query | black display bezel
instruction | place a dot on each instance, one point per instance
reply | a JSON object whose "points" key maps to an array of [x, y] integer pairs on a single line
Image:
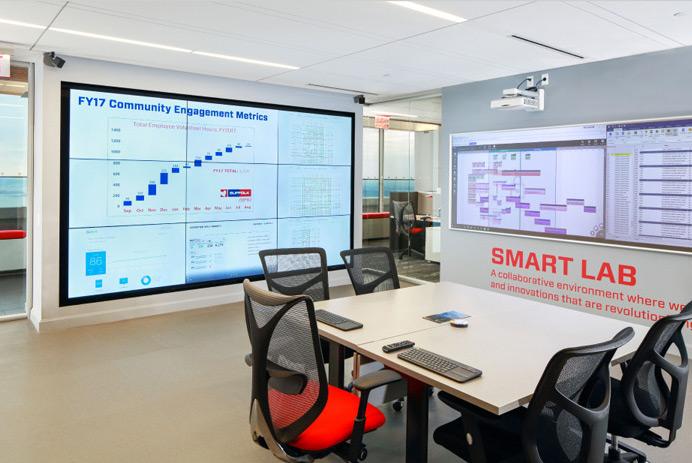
{"points": [[66, 87], [454, 225]]}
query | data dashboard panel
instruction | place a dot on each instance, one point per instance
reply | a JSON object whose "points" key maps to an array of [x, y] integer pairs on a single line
{"points": [[625, 183], [164, 192]]}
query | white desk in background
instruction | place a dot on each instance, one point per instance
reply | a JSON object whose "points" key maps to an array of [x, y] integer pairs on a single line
{"points": [[510, 339]]}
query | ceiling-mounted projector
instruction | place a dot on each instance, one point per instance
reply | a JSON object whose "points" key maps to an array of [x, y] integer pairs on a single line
{"points": [[516, 99]]}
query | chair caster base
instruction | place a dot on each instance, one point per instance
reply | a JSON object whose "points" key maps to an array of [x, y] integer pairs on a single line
{"points": [[624, 454]]}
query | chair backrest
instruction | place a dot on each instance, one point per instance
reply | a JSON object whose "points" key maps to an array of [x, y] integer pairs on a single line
{"points": [[560, 425], [651, 400], [295, 271], [371, 269], [289, 384]]}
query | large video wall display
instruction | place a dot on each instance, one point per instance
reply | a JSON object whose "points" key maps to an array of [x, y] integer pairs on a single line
{"points": [[165, 192], [623, 183]]}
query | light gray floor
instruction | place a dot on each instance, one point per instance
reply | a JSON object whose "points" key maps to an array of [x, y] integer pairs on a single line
{"points": [[167, 389]]}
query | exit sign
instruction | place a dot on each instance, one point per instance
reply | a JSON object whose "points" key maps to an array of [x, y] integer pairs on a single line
{"points": [[382, 122], [4, 65]]}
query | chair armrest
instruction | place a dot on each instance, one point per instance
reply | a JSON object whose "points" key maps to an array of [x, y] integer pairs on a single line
{"points": [[376, 379]]}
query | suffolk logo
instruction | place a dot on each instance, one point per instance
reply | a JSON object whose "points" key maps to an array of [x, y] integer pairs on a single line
{"points": [[236, 193]]}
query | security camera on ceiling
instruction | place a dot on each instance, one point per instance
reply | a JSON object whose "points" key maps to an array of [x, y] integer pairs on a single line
{"points": [[53, 60]]}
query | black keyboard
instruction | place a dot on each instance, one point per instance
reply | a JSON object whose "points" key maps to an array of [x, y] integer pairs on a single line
{"points": [[337, 321], [456, 371]]}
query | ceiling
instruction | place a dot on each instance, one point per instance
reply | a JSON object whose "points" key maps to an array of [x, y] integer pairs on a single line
{"points": [[371, 47]]}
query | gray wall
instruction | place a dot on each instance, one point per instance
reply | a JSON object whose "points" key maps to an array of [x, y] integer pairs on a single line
{"points": [[643, 86]]}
────────────────
» **EXERCISE**
Can you write out all of the material above again with every "place a dot" changed to "put a mark", keeping everything else the same and leaving out the pictures?

» **RESPONSE TO THIS TASK**
query | black display bezel
instruction | put a mark on each instance, one point per instance
reply | a JSON object whose "points" key maps to an array of [x, y] integer pairs on a single line
Image:
{"points": [[66, 87], [454, 225]]}
query | data dashboard panel
instruction | put a mark on each instance, one point per instance
reply | a JSON object whose "points" key maps to an array of [x, y] integer pairs on a single line
{"points": [[625, 183], [164, 192]]}
query | white desk in background
instruction | put a mark on each instance, one point per instance
reply | a JSON object whose "points" key maps to an array of [x, y] integer pairs on a single line
{"points": [[510, 339]]}
query | ceiling-mounted projector
instruction | put a mark on each instance, one point per instance
reply | a JSON object whose "points" key maps to an array of [x, y] integer pairs on a single line
{"points": [[516, 99]]}
query | chair caster base
instruction | put a mark on each instance, one point per instance
reply | a JSON object whose "points" key maps to an array of [x, y] integer pairs on a single line
{"points": [[624, 454]]}
query | chair backrest
instruction | put a mark on each instance, one point per instance
reply | a JSON object whose "points" key maps to an array of [x, y] integer pairs on a single line
{"points": [[560, 425], [651, 400], [295, 271], [371, 269], [289, 384]]}
query | large video wall display
instruction | put a mark on each instance, one point per instance
reply | a JSON object whose "points" key maps to an array of [x, y] integer pairs on a single line
{"points": [[165, 192], [623, 183]]}
query | light gray floor
instruction | put a mark on each instance, one point per instance
reply | a JSON object whose "points" key maps to an array of [x, y] integer pairs on a single line
{"points": [[167, 389]]}
query | exit sign
instruction | put a mark on each instance, one point per instance
reply | a JSON object whose "points" key maps to an array of [x, y] integer pairs on a single line
{"points": [[382, 122], [4, 65]]}
query | chair armrest
instruction | put a mark on each instance, one point per instance
reply | a JSON object whose "points" key maps to an array of [x, y] integer pairs on a single line
{"points": [[376, 379]]}
query | suffolk logo
instruction | put a mark on each instance, one point per instance
reply | a JSON object whose "points" key maps to an array of [x, y] integer pairs on a single line
{"points": [[236, 193]]}
query | security camera on ceiling
instruction | put a mark on each instance, one point per instance
reply | a JSON object whose "points" key maps to an array of [x, y] integer pairs on a single line
{"points": [[53, 60]]}
query | black keyboard
instruction | put a mark on each instance, one point per instance
reply | a JSON object whose "points" key maps to an array of [x, y] integer pairs on a single line
{"points": [[337, 321], [456, 371]]}
query | ceiling
instruction | put a mark on each instance, one point per instance
reply | a JSON object whose "points" key maps to an array of [x, y] integer pairs on a single line
{"points": [[371, 47]]}
query | gray wall
instruction | put a mark on each instance, one point per instance
reply | a JSON object whose "points" key maps to an array of [x, y] integer pairs on a single line
{"points": [[643, 86]]}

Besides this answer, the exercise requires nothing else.